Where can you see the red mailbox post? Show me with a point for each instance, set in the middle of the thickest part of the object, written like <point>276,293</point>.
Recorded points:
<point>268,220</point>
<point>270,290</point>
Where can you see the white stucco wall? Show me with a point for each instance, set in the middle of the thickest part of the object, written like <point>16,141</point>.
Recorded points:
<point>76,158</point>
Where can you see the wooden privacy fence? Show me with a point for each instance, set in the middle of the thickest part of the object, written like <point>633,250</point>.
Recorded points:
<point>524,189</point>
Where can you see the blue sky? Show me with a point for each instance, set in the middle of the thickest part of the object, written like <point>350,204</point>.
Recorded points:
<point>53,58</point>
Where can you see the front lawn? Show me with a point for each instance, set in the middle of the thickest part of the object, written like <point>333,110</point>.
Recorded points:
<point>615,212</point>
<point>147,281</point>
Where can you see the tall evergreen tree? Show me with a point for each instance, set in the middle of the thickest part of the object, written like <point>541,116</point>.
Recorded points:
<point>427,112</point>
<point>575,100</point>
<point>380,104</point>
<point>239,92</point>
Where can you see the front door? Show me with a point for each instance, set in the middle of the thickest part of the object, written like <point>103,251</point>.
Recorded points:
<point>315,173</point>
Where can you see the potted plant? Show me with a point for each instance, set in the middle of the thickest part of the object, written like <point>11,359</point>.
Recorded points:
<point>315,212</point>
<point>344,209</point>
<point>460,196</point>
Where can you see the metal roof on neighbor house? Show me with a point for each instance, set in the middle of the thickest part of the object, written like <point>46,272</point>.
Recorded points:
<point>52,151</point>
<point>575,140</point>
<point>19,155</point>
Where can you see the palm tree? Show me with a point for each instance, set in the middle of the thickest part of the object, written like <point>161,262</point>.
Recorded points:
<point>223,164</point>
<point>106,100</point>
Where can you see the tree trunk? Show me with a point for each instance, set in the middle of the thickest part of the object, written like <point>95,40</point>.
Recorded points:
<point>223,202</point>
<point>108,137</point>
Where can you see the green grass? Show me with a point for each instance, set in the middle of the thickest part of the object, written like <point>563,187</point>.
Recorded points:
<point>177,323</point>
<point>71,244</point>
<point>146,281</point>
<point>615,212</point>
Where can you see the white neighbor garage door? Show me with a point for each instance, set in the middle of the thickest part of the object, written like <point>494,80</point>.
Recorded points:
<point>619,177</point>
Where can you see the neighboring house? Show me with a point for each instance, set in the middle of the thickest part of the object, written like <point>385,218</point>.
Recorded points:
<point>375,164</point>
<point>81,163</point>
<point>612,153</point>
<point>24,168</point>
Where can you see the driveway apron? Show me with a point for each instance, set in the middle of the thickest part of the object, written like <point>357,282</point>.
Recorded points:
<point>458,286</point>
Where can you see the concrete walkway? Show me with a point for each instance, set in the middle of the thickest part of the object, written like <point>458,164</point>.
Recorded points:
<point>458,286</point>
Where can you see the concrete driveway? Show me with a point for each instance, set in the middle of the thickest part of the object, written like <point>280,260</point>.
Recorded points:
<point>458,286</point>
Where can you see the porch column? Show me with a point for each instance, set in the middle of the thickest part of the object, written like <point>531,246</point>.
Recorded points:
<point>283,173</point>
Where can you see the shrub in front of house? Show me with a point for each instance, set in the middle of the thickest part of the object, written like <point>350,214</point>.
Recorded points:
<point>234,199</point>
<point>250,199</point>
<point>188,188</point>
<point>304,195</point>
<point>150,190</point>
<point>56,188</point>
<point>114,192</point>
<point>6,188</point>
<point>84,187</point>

▶ Exercise instructions:
Reformat all of the entries above as a JSON list of strings, with one string for each line and no blank lines.

▶ Solved problem:
[
  "Where can you see the red mailbox post? Show me with a point for each instance, set in the middle of the thickest part of the object, written like <point>276,293</point>.",
  "Recorded points:",
  "<point>268,220</point>",
  "<point>270,290</point>",
  "Where can you see the white stucco wall? Show me with a point for each instance, set in the middle of the thickest part of the object, written like <point>16,141</point>.",
  "Recorded points:",
  "<point>76,158</point>",
  "Where can you see the wooden privacy fence? Show me with a point for each instance, set in the middle of the thickest part of the object, written like <point>633,250</point>.",
  "Recorded points:",
  "<point>524,189</point>",
  "Where can you see the blue sky? Show me with a point for each instance, set in the middle of the thickest part of the object, written like <point>350,204</point>.",
  "Recorded points:",
  "<point>53,58</point>",
  "Where can you see the front lawn? Show me with a point for each instance, set in the middle of the thickest part of the object, written like <point>333,110</point>.",
  "Recorded points:",
  "<point>615,212</point>",
  "<point>147,281</point>",
  "Where can you see the tall evergreen tree? Show me with a point for each instance, set in the middle of the thickest part of the object, written like <point>541,116</point>.",
  "Recorded points:",
  "<point>427,112</point>",
  "<point>575,100</point>",
  "<point>380,104</point>",
  "<point>239,92</point>",
  "Where can you see the front door? Show me with a point for each instance, set in the middle of the thickest part of the object, written like <point>103,251</point>.",
  "Recorded points:",
  "<point>315,173</point>",
  "Where can you see the potted plant? Show me with a point for each instance, set in the middle of the thickest part of the object, written like <point>11,359</point>.",
  "Recorded points:",
  "<point>315,212</point>",
  "<point>344,209</point>",
  "<point>460,196</point>",
  "Where can you see the metal roof on neighbor house? Show me with a point for each instance, set in the middle of the thickest part of the object, written like <point>46,272</point>.",
  "Recorded points:",
  "<point>52,151</point>",
  "<point>575,140</point>",
  "<point>19,155</point>",
  "Where can you see the palm tree? Show me with a point for each instance, set in the middle of the thickest part of the object, written like <point>161,262</point>.",
  "Recorded points:",
  "<point>223,164</point>",
  "<point>106,100</point>",
  "Where can you see the tree trunk? Show me with a point for each instance, set in the middle of the thickest part of the object, written like <point>95,40</point>.",
  "Recorded points:",
  "<point>223,202</point>",
  "<point>108,137</point>",
  "Where can you see the green grass? Show me with a point for each instance, set in the middle of the thickest part of the object, written like <point>563,187</point>.",
  "Recorded points:",
  "<point>177,323</point>",
  "<point>71,244</point>",
  "<point>146,281</point>",
  "<point>615,212</point>",
  "Where can you see the white neighbor garage door? Show me with a point for each instance, set in the middle of the thickest part of the object, written like <point>494,80</point>.",
  "Recorded points:",
  "<point>619,177</point>",
  "Where can you see the neighboring house? Show me with a point for each instance, set in the middle of the thickest part of the object, written like <point>385,218</point>.",
  "Recorded points:",
  "<point>375,164</point>",
  "<point>81,163</point>",
  "<point>612,153</point>",
  "<point>24,168</point>",
  "Where can you see the driveway apron? Show me with a point for each instance, set in the middle of the thickest part of the object, written like <point>357,282</point>.",
  "Recorded points:",
  "<point>458,286</point>",
  "Where can you see the concrete walkway? Show me with a point for each instance, set in the middle of the thickest part of the object, written like <point>458,164</point>.",
  "Recorded points:",
  "<point>458,286</point>",
  "Where can you see the concrete driveway? Show me with a point for each instance, set in the middle of the thickest part of the object, written like <point>280,260</point>.",
  "Recorded points:",
  "<point>458,286</point>",
  "Where can you see the porch column? Show me with a point for each instance, set in the middle of the thickest part of the object, written like <point>531,246</point>.",
  "Recorded points:",
  "<point>283,173</point>",
  "Where can you see the shrub in front of house? Show me with a point for each instance, set in the middle of the thickest part of the object, written like <point>350,214</point>.",
  "Recorded points:",
  "<point>234,199</point>",
  "<point>250,199</point>",
  "<point>188,188</point>",
  "<point>304,195</point>",
  "<point>150,190</point>",
  "<point>56,188</point>",
  "<point>114,192</point>",
  "<point>6,188</point>",
  "<point>84,187</point>"
]